#### WRITTEN PROBLEM:
Render the records from their start through the line containing "[[233, 408, 1294, 714]]", both ends included, as a Markdown table with the columns Row and Text, numbering each line and skipping blank lines. Leave the pictures out of the answer.

........

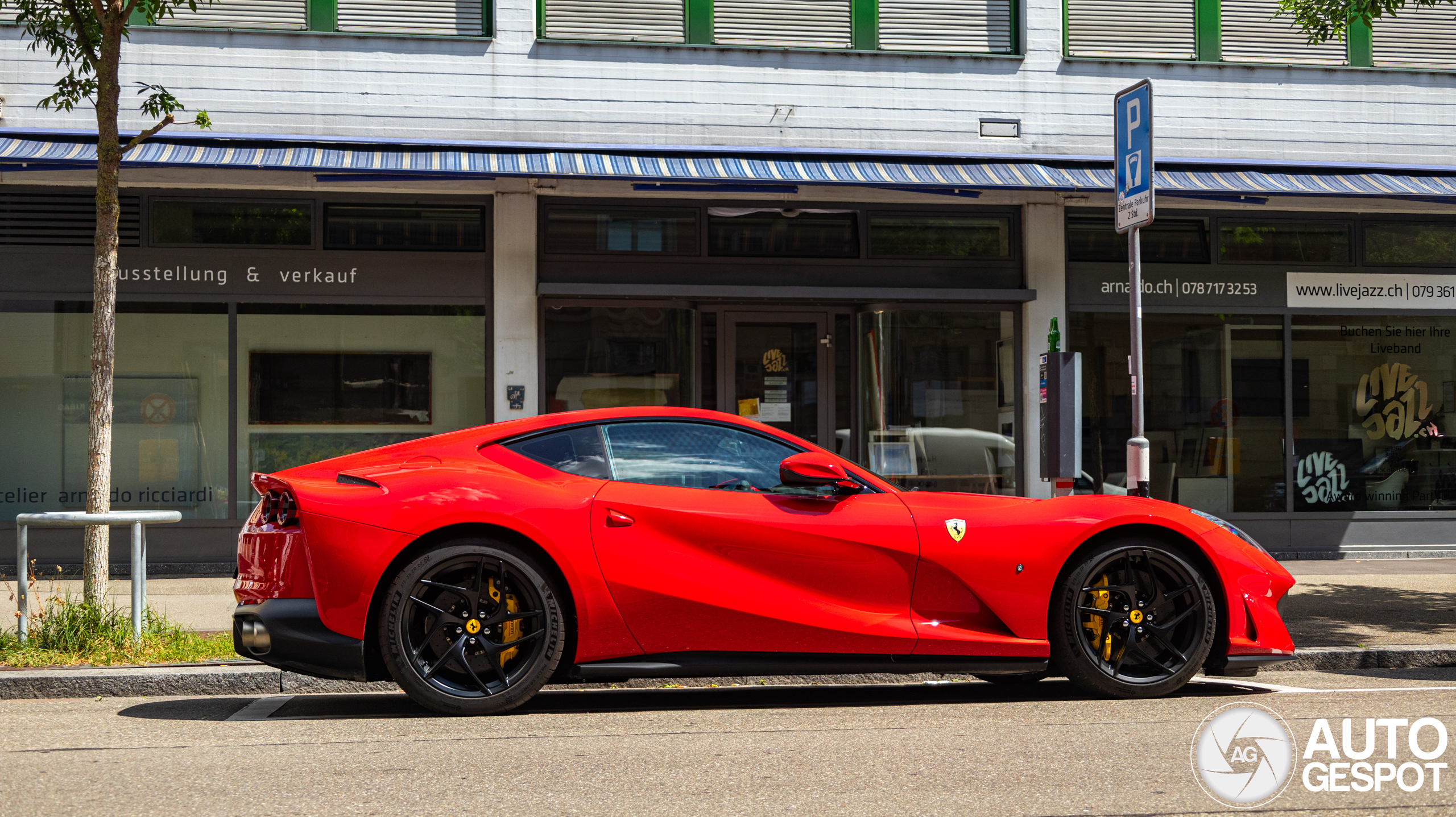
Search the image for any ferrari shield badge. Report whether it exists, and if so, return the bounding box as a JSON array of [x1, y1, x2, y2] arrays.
[[945, 519, 965, 542]]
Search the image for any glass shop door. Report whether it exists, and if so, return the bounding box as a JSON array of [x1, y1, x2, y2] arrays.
[[718, 312, 834, 450]]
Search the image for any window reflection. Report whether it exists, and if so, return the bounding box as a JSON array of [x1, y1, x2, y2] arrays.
[[1069, 312, 1287, 514], [546, 306, 693, 412], [845, 310, 1016, 493], [603, 422, 798, 491], [1293, 314, 1456, 511]]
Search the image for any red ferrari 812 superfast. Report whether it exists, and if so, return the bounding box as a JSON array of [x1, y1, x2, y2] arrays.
[[233, 408, 1294, 714]]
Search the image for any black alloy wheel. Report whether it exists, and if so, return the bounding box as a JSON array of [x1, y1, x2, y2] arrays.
[[1050, 540, 1217, 698], [379, 539, 565, 715]]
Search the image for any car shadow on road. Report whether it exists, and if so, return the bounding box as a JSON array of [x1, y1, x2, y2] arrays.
[[118, 679, 1269, 721]]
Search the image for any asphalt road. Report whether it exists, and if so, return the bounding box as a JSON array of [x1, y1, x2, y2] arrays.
[[0, 669, 1456, 817]]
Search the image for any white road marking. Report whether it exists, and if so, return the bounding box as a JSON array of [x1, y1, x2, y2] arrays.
[[1193, 677, 1456, 693], [229, 695, 293, 721]]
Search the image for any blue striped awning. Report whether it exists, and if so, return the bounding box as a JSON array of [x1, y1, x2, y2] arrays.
[[9, 130, 1456, 198]]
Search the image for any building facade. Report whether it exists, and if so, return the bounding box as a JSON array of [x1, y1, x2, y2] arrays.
[[0, 0, 1456, 565]]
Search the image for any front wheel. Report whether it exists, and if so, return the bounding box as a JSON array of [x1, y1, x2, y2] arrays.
[[379, 539, 565, 715], [1050, 539, 1217, 698]]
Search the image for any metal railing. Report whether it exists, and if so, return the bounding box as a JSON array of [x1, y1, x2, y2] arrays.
[[15, 511, 182, 644]]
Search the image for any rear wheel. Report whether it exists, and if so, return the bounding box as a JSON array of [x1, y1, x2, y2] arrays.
[[379, 539, 565, 715], [1050, 539, 1217, 698]]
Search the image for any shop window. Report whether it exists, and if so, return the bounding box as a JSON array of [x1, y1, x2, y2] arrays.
[[237, 303, 488, 514], [1292, 314, 1456, 511], [0, 301, 229, 519], [856, 310, 1013, 495], [151, 200, 313, 246], [1067, 215, 1209, 264], [869, 213, 1011, 258], [1364, 221, 1456, 267], [544, 306, 694, 412], [323, 204, 485, 252], [543, 207, 697, 255], [1069, 312, 1287, 514], [708, 207, 859, 258], [1219, 218, 1352, 264]]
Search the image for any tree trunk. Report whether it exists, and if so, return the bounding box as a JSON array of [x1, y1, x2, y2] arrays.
[[83, 3, 125, 604]]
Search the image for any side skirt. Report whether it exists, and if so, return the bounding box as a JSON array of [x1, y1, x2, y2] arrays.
[[572, 653, 1047, 682]]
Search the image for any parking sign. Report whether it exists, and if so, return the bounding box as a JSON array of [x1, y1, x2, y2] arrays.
[[1112, 80, 1153, 233]]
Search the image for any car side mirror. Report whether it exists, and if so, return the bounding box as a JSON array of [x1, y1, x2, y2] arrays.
[[779, 451, 862, 492]]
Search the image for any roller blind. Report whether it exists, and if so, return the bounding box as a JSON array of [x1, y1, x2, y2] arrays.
[[713, 0, 850, 48], [1372, 6, 1456, 68], [1222, 0, 1345, 65], [879, 0, 1012, 54], [544, 0, 686, 42], [157, 0, 309, 31], [1067, 0, 1197, 60], [338, 0, 485, 36]]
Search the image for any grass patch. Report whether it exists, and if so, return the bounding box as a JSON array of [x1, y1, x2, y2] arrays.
[[0, 571, 237, 667]]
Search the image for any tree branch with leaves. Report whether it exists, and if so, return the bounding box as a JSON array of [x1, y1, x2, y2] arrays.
[[1279, 0, 1456, 45], [0, 0, 213, 604]]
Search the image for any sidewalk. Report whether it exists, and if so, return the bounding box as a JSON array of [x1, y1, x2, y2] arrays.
[[0, 575, 236, 632], [0, 559, 1456, 648], [1281, 559, 1456, 649]]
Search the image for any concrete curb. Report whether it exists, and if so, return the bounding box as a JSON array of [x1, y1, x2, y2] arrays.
[[0, 644, 1456, 700], [1265, 644, 1456, 671], [0, 664, 399, 700]]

........

#### EXERCISE RESPONSE:
| Row | Text |
|---|---|
| 1 | Search the image for any ferrari shield badge. Report whether it exists, and if so, return the bounding box as a JSON array of [x1, y1, x2, y2] arrays. |
| 2 | [[945, 519, 965, 542]] |
| 3 | Search the image for any glass shop door. Report whether it exists, and if so, return the bounding box as a JSON array of [x1, y1, x2, y2] arrays. |
| 4 | [[718, 312, 834, 450]] |
| 5 | Search the image for any window reflection. Report whether it exists, and if so, return the bounding box as a JSON array of [x1, y1, x2, y2] arrays. |
| 6 | [[1069, 312, 1287, 514], [546, 306, 693, 412], [845, 310, 1016, 493], [603, 422, 798, 491], [1293, 314, 1456, 511]] |
| 7 | Search the image for any red ferrari 812 superfast. Report whether it exists, and if so, return the bounding box as a JSON array of [x1, y1, x2, y2] arrays. |
| 8 | [[233, 408, 1294, 714]] |